TEXT PROVIDED:
--- START ---
|
|
|
|
|
by _hark
938 days ago
|
|
NNs are typically continuous/differentiable so you can do gradient-based learning on them. We often want to use some of the structure the NN has learned to represent data efficiently. E.g., we might take a pre-trained GPT-type model, and put a passage of text through it, and instead of getting the next-token prediction probability (which GPT was trained on), we just get a snapshot of some of the activations at some intermediate layer of the network. The idea is that these activations will encode semantically useful information about the input text. Then we might e.g. store a bunch of these activations and use them to do semantic search/lookup to find similar passages of text, or whatever. Quantized embeddings are just that, but you introduce some discrete structure into the NN, such that the representations there are not continuous. A typical way to do this these days is to learn a codebook VQ-VAE style. Basically, we take some intermediate continuous representation learned in the normal way, and replace it in the forward pass with the nearest "quantized" code from our codebook. It biases the learning since we can't differentiate through it, and we just pretend like we didn't take the quantization step, but it seems to work well. There's a lot more that can be said about why one might want to do this, the value of discrete vs continuous representations, efficiency, modularity, etc... |
|
Conceptually I understand embedding quantization, and I have some hint of why it works for things like WAV2VEC - human phonemes are (somewhat) finite so forcing the representation to be finite makes sense - but I feel like there’s a level of detail that I’m missing regarding whats really going on and when quantisation helps/harms that I haven’t been able to gleam from papers.
--- END ---
DATA SHOWN:
--- START ---
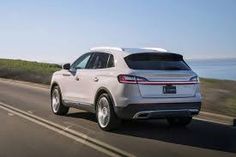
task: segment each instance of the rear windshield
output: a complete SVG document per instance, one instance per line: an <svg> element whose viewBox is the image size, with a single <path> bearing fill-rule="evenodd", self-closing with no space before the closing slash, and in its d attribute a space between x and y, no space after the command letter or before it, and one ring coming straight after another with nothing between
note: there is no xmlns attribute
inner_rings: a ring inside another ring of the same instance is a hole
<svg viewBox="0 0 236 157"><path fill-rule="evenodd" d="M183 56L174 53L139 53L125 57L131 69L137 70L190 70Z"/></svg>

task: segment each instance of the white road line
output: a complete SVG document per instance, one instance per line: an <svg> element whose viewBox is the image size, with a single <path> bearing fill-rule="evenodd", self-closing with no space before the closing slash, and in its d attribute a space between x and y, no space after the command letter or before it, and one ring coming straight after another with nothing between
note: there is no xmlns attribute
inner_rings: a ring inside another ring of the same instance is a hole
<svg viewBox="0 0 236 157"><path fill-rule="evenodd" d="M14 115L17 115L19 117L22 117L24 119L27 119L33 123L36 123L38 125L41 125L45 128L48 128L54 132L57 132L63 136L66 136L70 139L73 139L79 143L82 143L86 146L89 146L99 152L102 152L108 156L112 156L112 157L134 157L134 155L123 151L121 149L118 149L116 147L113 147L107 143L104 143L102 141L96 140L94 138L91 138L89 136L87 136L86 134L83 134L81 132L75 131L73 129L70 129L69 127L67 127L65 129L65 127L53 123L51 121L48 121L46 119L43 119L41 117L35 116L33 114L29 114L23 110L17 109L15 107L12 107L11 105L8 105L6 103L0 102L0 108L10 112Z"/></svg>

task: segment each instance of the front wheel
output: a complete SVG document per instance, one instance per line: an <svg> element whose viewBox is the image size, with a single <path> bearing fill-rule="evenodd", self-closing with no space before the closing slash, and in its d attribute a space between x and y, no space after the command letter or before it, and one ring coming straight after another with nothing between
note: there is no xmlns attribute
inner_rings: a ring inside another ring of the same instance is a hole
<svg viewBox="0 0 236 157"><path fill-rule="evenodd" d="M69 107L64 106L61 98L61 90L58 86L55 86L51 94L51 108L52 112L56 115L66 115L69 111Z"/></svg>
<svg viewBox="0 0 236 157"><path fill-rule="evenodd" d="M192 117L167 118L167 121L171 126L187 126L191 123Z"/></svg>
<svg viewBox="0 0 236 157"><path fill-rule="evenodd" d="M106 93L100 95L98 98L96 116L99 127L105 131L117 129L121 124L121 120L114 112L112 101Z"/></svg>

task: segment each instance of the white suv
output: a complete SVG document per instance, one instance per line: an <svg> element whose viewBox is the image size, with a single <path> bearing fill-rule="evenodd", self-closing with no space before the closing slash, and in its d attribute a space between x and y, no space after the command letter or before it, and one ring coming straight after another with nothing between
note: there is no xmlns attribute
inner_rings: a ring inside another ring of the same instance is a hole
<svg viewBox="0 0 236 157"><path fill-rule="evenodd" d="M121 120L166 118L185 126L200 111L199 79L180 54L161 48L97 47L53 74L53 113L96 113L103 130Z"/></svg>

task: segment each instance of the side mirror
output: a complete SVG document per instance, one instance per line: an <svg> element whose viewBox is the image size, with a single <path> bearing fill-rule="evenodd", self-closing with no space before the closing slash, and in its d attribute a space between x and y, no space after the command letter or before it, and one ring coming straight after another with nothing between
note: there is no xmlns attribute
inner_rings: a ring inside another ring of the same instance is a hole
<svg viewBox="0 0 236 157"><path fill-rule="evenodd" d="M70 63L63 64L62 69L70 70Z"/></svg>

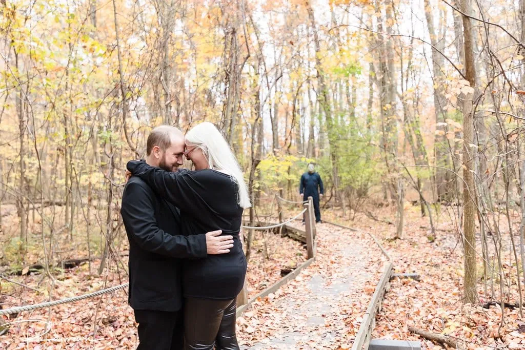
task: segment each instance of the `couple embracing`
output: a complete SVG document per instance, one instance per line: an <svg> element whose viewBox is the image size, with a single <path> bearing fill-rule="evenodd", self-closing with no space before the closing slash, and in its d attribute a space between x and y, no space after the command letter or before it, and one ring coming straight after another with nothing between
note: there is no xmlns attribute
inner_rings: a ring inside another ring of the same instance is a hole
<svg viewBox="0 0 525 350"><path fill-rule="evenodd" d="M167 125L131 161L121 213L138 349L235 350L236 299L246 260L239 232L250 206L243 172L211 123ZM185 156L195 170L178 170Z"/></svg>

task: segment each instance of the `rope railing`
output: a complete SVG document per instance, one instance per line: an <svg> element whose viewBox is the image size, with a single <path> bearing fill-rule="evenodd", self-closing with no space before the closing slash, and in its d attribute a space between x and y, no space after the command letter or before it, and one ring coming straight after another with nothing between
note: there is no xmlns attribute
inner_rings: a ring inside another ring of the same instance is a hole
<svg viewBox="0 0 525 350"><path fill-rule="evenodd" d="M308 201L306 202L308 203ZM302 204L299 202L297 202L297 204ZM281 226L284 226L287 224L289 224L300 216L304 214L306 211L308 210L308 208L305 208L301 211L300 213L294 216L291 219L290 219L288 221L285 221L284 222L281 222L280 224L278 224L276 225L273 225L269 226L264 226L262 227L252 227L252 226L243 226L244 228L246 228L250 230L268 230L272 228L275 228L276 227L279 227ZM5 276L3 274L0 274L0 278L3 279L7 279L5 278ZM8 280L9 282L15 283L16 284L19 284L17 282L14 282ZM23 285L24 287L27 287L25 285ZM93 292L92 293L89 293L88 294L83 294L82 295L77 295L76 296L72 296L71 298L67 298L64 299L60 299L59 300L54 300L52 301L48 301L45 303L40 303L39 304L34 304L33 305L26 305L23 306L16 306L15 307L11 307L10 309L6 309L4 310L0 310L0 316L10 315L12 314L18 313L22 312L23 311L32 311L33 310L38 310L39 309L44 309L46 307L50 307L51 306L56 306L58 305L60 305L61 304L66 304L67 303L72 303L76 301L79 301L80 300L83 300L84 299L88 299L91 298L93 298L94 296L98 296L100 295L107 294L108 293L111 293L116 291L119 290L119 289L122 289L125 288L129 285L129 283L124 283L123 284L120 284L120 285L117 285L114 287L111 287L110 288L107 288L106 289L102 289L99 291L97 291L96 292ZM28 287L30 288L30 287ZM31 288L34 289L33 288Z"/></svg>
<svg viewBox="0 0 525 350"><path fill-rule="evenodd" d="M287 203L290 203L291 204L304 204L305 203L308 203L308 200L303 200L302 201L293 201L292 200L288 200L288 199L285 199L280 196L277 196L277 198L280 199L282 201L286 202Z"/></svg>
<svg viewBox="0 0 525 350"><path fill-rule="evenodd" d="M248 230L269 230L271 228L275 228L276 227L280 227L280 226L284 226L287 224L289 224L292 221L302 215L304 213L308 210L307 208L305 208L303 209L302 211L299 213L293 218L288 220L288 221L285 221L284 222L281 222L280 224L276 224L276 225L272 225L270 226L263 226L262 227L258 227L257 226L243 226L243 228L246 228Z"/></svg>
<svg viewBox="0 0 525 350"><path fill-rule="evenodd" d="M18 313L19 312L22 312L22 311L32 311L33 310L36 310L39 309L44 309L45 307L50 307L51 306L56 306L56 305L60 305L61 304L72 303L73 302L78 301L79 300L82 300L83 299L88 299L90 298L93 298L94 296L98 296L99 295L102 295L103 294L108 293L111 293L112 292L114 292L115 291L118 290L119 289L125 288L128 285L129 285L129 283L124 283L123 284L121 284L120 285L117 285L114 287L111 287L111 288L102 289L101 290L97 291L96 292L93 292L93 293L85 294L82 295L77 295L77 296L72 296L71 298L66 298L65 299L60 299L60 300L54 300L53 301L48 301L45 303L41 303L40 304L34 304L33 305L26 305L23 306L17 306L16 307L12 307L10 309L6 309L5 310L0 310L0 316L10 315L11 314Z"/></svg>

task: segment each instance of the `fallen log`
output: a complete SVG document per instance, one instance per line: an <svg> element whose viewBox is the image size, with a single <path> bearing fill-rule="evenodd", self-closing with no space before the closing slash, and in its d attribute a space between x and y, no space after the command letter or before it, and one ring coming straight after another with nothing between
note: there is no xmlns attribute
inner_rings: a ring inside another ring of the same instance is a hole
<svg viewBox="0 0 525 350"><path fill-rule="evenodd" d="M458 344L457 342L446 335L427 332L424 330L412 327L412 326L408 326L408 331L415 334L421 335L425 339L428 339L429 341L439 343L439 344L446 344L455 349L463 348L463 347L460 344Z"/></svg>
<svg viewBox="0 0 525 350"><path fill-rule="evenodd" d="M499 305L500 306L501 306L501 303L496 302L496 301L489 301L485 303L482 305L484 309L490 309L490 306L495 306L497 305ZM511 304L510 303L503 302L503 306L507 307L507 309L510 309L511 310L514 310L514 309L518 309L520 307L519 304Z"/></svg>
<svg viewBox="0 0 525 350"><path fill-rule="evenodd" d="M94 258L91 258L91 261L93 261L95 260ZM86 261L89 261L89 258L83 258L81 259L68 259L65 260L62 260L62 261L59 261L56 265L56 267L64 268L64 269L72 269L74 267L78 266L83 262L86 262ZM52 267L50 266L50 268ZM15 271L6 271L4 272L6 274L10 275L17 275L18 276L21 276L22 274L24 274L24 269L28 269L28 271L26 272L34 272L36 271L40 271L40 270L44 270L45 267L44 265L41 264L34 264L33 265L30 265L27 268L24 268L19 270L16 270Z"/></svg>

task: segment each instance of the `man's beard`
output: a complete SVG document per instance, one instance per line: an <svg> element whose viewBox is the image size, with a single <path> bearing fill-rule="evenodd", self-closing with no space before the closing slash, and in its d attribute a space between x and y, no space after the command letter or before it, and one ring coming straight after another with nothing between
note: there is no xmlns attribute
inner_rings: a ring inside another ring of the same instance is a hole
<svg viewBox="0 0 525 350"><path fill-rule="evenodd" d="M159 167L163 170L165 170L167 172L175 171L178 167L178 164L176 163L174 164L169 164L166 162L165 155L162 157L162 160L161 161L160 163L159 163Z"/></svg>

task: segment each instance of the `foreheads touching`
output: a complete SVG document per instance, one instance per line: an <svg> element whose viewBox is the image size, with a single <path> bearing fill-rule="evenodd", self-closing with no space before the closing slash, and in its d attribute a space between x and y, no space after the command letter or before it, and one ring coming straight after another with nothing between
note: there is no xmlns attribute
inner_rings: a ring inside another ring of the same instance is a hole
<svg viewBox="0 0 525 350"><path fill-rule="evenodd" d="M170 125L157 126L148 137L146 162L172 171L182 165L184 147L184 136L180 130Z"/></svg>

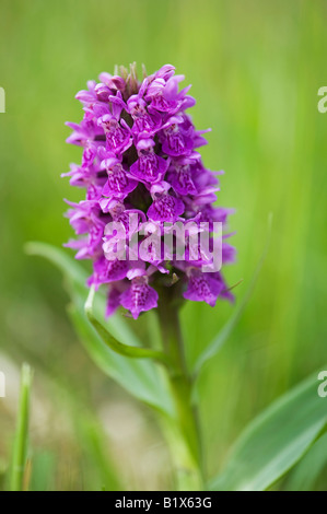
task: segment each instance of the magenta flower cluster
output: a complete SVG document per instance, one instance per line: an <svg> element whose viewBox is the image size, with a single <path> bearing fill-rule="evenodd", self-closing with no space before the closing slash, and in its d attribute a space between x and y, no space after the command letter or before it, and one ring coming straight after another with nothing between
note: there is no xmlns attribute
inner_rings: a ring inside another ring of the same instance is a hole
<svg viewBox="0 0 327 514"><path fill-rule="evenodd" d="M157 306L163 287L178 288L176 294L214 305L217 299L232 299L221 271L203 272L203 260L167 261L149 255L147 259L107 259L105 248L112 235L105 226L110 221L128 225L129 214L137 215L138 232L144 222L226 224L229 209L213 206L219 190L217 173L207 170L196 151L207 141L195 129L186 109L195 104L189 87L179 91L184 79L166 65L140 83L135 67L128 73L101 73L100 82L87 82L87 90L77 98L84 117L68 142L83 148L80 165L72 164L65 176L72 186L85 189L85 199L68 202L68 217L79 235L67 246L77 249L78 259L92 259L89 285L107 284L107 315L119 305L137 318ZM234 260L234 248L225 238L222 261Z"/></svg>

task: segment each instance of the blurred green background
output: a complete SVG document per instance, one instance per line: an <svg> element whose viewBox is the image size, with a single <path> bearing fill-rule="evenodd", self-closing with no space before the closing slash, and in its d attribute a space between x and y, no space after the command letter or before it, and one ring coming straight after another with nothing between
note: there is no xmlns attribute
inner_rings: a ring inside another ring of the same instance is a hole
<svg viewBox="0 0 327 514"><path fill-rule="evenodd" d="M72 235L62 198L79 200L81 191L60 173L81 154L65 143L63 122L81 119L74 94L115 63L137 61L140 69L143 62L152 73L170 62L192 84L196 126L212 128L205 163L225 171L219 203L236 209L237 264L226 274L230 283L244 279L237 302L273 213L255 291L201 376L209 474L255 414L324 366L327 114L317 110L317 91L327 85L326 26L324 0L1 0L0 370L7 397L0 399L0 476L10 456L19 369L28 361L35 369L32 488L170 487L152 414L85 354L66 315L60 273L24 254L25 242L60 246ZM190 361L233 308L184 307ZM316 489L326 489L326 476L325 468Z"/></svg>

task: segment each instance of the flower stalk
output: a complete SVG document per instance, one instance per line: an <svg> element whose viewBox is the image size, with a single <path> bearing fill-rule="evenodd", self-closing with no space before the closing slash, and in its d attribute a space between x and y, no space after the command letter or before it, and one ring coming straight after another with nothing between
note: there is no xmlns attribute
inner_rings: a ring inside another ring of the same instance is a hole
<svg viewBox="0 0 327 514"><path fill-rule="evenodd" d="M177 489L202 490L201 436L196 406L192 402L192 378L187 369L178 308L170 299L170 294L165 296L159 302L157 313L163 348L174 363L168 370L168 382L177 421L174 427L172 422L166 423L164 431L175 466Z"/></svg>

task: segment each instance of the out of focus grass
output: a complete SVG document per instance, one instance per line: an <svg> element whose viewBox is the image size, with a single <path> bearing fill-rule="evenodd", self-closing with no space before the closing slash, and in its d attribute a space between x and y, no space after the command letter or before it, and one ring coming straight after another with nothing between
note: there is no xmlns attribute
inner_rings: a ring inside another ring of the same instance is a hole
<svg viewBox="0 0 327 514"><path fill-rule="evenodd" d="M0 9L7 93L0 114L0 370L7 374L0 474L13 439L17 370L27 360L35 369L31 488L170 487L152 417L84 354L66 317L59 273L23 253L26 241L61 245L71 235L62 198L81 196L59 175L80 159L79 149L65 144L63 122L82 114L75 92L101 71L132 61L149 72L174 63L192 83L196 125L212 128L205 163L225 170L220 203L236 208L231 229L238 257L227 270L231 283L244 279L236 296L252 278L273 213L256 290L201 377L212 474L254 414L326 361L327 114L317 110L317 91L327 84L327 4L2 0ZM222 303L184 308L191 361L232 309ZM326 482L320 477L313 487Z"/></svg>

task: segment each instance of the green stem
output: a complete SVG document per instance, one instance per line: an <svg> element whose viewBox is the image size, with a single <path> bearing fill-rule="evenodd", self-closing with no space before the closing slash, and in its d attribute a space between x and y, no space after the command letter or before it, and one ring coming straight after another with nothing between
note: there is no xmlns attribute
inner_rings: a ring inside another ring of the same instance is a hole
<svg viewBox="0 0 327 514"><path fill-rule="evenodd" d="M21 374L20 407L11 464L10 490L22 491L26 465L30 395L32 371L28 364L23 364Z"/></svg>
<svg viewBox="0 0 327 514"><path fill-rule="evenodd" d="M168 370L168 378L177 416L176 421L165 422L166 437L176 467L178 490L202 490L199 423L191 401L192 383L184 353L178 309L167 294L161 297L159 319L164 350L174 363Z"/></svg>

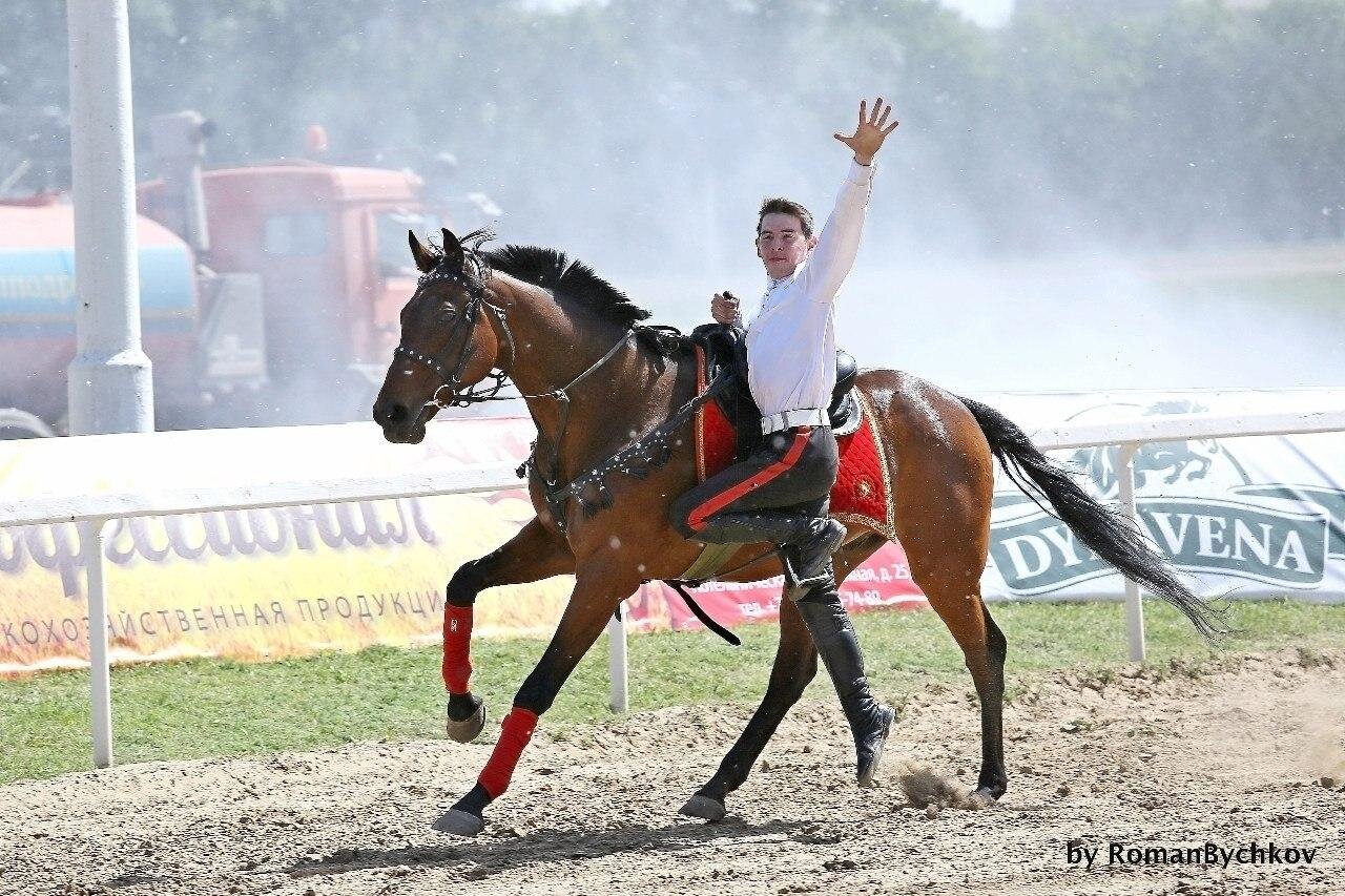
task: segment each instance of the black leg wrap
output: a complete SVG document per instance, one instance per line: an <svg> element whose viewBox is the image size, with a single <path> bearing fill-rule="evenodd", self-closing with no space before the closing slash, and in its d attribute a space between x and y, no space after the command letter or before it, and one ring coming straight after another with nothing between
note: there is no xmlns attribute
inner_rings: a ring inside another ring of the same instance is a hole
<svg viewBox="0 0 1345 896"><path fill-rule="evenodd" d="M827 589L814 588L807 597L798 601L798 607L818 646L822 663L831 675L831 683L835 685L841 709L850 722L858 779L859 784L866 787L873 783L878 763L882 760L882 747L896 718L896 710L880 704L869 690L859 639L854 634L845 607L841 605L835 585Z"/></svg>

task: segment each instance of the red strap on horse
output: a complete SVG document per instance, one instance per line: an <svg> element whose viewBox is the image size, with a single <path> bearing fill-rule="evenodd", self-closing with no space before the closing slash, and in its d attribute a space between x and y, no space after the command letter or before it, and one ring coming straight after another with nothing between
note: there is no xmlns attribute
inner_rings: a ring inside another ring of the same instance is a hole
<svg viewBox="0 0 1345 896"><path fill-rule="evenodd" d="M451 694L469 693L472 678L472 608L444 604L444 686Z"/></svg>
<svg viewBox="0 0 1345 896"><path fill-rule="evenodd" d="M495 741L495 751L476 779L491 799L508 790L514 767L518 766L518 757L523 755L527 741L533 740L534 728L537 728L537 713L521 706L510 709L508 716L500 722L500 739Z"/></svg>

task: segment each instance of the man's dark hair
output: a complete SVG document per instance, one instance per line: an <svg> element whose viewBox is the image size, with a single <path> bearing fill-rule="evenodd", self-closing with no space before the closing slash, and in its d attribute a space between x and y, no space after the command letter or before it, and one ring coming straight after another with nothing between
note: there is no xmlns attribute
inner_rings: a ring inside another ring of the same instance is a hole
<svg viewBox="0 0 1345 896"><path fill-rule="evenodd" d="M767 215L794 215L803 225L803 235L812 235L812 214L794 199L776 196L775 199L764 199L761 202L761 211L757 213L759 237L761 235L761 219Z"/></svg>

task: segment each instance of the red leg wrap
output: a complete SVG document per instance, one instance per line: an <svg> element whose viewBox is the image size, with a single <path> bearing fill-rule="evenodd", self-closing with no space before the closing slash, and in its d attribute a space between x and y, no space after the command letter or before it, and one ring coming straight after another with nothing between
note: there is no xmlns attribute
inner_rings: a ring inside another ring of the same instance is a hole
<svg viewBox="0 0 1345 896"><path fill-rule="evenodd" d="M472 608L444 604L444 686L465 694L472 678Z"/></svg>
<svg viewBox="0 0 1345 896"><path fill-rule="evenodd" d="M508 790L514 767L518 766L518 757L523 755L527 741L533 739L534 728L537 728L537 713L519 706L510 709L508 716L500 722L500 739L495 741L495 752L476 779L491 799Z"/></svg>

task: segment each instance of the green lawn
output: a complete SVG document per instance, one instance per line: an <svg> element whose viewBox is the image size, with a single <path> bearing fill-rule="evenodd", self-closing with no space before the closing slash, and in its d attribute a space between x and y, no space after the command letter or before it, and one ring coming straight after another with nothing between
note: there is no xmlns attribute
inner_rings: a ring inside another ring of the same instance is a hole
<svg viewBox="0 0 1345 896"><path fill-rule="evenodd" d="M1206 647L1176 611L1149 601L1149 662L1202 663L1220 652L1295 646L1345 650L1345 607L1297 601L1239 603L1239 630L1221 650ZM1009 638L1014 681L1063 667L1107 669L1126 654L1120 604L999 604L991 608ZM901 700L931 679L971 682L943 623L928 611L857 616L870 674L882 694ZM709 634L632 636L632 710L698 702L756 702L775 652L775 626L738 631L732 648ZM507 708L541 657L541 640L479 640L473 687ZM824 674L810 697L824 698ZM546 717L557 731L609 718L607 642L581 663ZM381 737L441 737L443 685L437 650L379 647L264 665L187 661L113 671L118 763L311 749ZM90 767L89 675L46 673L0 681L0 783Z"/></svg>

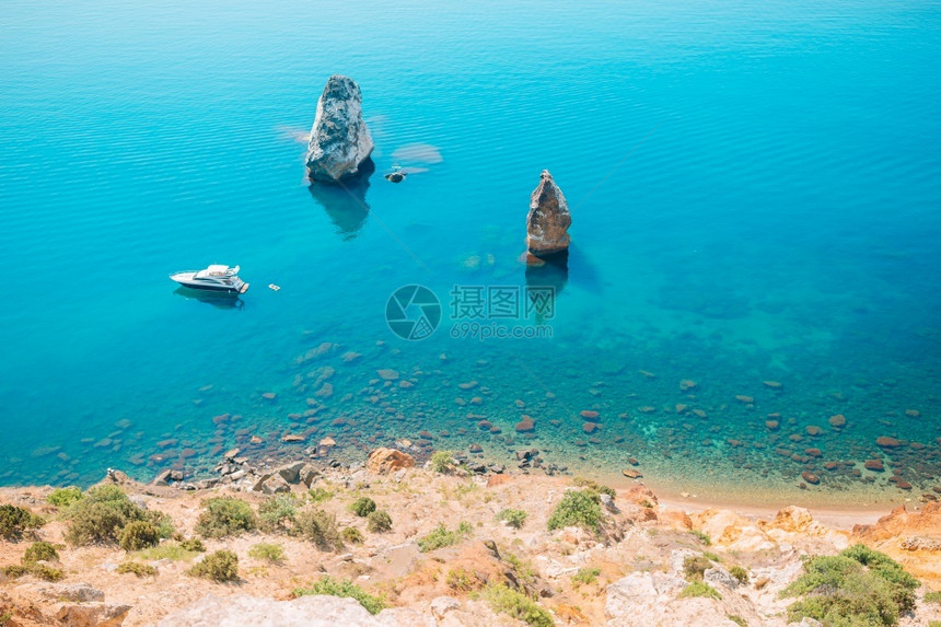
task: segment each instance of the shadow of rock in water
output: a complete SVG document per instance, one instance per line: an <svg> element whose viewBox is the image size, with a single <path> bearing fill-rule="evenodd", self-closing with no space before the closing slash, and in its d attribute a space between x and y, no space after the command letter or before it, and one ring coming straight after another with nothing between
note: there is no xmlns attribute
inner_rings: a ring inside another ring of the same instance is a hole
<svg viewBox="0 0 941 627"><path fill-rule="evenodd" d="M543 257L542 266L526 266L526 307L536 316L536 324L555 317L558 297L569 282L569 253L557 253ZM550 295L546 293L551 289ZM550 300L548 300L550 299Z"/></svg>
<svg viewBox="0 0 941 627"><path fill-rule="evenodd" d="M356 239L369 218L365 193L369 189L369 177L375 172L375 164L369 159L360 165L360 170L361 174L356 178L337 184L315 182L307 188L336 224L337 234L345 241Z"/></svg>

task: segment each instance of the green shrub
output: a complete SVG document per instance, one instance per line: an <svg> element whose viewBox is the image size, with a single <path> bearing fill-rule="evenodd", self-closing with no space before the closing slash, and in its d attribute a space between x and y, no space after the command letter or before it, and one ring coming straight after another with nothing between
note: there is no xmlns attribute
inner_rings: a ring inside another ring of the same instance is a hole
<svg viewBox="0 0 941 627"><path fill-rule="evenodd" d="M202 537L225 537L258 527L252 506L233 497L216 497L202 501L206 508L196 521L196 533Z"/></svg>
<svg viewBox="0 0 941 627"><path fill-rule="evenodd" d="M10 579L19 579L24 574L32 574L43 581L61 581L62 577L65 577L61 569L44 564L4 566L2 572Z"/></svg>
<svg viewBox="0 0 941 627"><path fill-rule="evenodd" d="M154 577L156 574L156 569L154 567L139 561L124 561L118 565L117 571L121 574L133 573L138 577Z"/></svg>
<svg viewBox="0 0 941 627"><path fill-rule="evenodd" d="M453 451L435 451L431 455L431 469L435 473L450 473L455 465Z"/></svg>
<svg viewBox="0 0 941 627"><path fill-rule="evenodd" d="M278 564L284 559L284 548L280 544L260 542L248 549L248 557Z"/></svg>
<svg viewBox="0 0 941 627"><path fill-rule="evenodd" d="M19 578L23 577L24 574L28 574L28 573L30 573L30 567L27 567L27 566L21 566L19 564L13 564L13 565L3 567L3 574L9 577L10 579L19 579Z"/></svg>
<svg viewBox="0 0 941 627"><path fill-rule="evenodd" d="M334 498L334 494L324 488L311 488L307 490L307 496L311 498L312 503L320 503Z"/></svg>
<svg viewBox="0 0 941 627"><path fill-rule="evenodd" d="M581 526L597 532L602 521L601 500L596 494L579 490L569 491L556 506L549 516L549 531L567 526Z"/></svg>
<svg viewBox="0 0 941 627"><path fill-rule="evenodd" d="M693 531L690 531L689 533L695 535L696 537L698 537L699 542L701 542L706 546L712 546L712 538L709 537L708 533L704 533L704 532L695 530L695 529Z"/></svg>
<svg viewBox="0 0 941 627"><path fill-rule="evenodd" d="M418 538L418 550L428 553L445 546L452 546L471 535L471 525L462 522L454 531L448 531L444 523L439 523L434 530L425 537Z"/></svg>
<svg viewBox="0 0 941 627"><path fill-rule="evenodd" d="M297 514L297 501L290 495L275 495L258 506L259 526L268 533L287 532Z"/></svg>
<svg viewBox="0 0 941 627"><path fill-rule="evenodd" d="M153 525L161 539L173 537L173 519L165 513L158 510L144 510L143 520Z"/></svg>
--- END ---
PROBLEM TO WORK ON: Retype the entire discussion of quantized embeddings above, word for word. The records were taken from a different source than the text.

ANSWER BELOW:
|
|
|
|
|
by _hark
938 days ago
|
|
NNs are typically continuous/differentiable so you can do gradient-based learning on them. We often want to use some of the structure the NN has learned to represent data efficiently. E.g., we might take a pre-trained GPT-type model, and put a passage of text through it, and instead of getting the next-token prediction probability (which GPT was trained on), we just get a snapshot of some of the activations at some intermediate layer of the network. The idea is that these activations will encode semantically useful information about the input text. Then we might e.g. store a bunch of these activations and use them to do semantic search/lookup to find similar passages of text, or whatever. Quantized embeddings are just that, but you introduce some discrete structure into the NN, such that the representations there are not continuous. A typical way to do this these days is to learn a codebook VQ-VAE style. Basically, we take some intermediate continuous representation learned in the normal way, and replace it in the forward pass with the nearest "quantized" code from our codebook. It biases the learning since we can't differentiate through it, and we just pretend like we didn't take the quantization step, but it seems to work well. There's a lot more that can be said about why one might want to do this, the value of discrete vs continuous representations, efficiency, modularity, etc... |
|
Conceptually I understand embedding quantization, and I have some hint of why it works for things like WAV2VEC - human phonemes are (somewhat) finite so forcing the representation to be finite makes sense - but I feel like there’s a level of detail that I’m missing regarding whats really going on and when quantisation helps/harms that I haven’t been able to gleam from papers.